[Point placement records]

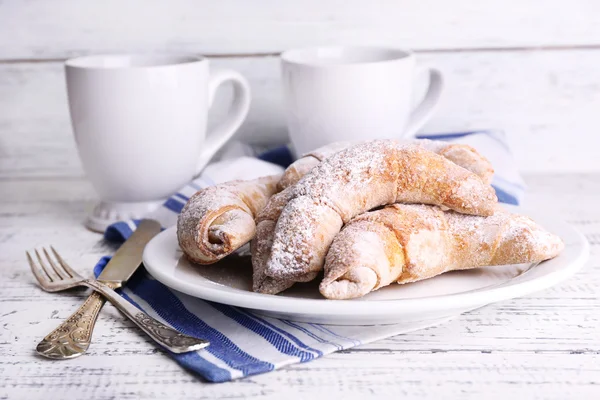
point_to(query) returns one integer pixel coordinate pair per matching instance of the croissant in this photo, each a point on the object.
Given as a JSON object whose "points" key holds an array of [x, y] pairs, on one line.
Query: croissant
{"points": [[308, 161], [407, 243], [460, 154], [219, 219], [349, 183]]}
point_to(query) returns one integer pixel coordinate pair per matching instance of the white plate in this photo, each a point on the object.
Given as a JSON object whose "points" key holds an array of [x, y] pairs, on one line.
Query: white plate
{"points": [[444, 296]]}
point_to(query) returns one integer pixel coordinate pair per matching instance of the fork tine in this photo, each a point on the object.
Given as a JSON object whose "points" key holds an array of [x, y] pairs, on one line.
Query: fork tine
{"points": [[62, 274], [41, 277], [64, 264], [45, 268]]}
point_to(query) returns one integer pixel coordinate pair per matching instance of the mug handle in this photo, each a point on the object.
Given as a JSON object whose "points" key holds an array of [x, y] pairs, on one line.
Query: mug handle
{"points": [[425, 109], [240, 105]]}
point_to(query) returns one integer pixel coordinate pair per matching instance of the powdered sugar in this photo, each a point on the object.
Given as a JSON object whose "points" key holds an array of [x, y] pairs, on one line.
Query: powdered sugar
{"points": [[355, 180]]}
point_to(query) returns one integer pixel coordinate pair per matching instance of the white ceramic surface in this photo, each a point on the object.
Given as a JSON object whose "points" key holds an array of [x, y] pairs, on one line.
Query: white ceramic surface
{"points": [[140, 126], [352, 93], [444, 296]]}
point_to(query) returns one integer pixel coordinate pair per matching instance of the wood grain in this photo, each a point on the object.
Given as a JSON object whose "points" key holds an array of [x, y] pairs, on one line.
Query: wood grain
{"points": [[539, 98], [543, 346], [64, 28]]}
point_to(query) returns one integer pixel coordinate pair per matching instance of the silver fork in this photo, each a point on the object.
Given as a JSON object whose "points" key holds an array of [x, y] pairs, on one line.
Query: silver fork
{"points": [[60, 276]]}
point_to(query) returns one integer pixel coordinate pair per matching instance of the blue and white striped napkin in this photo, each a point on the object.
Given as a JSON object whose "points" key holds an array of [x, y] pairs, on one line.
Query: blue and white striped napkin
{"points": [[243, 343]]}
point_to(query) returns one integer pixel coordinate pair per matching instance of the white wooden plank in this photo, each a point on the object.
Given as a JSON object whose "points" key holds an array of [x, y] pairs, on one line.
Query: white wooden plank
{"points": [[541, 100], [348, 376], [64, 28]]}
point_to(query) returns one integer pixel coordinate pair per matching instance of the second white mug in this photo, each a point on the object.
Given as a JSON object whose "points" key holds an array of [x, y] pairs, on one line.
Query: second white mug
{"points": [[140, 125], [352, 93]]}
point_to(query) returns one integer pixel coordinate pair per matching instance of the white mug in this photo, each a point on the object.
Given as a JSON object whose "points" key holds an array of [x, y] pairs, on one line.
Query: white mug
{"points": [[140, 125], [352, 93]]}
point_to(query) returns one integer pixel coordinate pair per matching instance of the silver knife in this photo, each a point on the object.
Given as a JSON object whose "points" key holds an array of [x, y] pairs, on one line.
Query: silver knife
{"points": [[72, 338]]}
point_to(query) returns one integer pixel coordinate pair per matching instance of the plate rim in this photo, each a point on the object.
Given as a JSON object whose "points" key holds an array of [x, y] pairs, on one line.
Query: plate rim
{"points": [[319, 307]]}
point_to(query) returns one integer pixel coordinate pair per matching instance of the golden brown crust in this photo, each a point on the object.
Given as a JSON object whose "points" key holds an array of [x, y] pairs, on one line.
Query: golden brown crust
{"points": [[218, 220], [355, 180], [417, 242], [460, 154]]}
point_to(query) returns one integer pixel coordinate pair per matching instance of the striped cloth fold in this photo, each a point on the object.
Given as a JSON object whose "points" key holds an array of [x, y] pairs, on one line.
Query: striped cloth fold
{"points": [[244, 343]]}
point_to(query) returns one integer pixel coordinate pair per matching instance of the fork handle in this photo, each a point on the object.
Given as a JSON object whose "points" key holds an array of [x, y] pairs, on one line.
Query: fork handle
{"points": [[166, 336], [72, 338]]}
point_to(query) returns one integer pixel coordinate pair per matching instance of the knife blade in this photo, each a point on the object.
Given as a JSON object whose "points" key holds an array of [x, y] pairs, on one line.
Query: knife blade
{"points": [[73, 337], [129, 256]]}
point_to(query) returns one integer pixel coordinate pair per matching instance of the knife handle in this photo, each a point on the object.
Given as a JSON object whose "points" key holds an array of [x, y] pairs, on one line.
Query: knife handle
{"points": [[164, 335], [72, 338]]}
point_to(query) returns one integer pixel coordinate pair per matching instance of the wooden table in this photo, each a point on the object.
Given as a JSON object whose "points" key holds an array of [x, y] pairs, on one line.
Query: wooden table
{"points": [[541, 346]]}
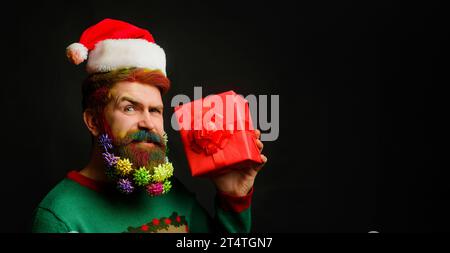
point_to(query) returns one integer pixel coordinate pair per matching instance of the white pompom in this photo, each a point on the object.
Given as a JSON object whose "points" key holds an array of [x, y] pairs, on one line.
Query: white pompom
{"points": [[77, 53]]}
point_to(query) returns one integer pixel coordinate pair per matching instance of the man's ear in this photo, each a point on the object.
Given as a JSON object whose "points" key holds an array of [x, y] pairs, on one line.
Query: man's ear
{"points": [[91, 122]]}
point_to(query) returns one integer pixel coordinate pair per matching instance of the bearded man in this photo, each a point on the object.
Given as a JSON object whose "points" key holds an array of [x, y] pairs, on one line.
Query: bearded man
{"points": [[128, 184]]}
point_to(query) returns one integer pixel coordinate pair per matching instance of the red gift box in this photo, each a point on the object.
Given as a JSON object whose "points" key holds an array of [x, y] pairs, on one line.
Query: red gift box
{"points": [[218, 134]]}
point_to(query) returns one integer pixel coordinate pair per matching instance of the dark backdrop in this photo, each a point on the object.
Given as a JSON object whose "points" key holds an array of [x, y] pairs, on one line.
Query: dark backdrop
{"points": [[363, 139]]}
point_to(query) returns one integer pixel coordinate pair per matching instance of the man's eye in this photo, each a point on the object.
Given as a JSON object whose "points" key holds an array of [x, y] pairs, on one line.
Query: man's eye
{"points": [[129, 108], [155, 110]]}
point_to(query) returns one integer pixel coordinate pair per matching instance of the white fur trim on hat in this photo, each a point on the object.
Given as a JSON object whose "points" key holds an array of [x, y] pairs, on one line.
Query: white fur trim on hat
{"points": [[77, 53], [114, 54]]}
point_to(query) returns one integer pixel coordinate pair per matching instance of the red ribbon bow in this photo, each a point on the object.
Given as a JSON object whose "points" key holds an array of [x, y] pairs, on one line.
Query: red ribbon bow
{"points": [[211, 140]]}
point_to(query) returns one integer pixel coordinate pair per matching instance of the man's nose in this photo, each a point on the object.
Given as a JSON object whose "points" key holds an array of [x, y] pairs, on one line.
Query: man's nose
{"points": [[146, 122]]}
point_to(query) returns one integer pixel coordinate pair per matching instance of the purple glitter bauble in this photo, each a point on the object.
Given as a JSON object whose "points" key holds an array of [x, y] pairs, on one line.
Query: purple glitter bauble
{"points": [[155, 189], [125, 186], [110, 159], [105, 141]]}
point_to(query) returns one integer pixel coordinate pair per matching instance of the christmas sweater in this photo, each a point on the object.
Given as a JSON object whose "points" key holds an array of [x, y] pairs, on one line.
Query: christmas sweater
{"points": [[80, 204]]}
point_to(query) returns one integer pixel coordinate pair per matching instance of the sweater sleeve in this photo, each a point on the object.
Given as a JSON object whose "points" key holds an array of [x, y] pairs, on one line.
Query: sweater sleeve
{"points": [[45, 221]]}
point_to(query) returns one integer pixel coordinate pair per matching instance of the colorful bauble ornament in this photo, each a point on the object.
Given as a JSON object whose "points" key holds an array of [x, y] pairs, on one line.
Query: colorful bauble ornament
{"points": [[154, 180]]}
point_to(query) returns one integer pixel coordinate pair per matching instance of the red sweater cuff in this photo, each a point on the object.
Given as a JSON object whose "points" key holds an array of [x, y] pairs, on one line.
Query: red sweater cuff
{"points": [[235, 204]]}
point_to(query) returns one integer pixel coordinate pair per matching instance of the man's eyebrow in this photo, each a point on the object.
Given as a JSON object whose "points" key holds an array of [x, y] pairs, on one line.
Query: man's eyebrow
{"points": [[137, 103], [125, 98]]}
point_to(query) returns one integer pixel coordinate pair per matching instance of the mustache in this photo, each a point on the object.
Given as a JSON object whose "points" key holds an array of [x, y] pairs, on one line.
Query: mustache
{"points": [[145, 136]]}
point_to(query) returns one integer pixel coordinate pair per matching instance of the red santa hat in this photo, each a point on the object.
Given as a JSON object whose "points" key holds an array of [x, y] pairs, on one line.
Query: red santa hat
{"points": [[114, 44]]}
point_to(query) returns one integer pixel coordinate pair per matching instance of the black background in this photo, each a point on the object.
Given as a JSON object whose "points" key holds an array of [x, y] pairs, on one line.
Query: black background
{"points": [[363, 139]]}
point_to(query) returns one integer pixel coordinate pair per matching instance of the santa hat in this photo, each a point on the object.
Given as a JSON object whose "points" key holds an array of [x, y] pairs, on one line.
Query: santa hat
{"points": [[114, 44]]}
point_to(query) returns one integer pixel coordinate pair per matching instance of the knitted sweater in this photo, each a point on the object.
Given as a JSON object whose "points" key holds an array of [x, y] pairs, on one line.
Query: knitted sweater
{"points": [[80, 204]]}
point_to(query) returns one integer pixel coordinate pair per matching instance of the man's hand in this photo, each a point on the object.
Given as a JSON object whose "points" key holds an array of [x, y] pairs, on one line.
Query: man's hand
{"points": [[239, 182]]}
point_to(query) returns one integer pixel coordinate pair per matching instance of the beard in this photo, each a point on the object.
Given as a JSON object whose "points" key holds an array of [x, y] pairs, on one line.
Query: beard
{"points": [[140, 155]]}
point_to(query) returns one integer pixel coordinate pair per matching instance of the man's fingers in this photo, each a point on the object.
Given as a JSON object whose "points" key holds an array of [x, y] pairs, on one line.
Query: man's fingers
{"points": [[259, 167], [260, 145]]}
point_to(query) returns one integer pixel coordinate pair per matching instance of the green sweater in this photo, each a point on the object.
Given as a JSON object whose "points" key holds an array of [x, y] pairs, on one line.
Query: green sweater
{"points": [[79, 204]]}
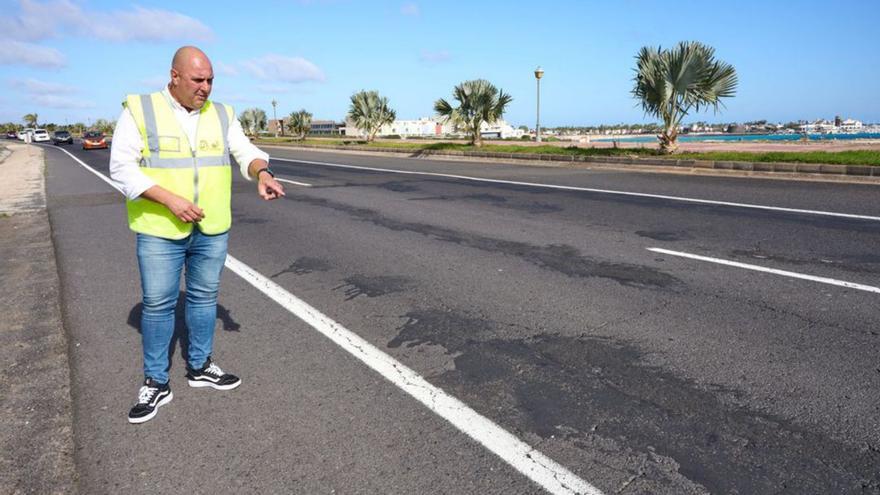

> DESCRIPTION OF THE TASK: Gather every line in the rows above that contains the string "fold" and copy each one out.

> RESULT FOR THIS TASK:
point_to(query) returns one integer pixel coordinate pair per matching instance of the striped cloth fold in this photo, each a point on the object.
Query: striped cloth fold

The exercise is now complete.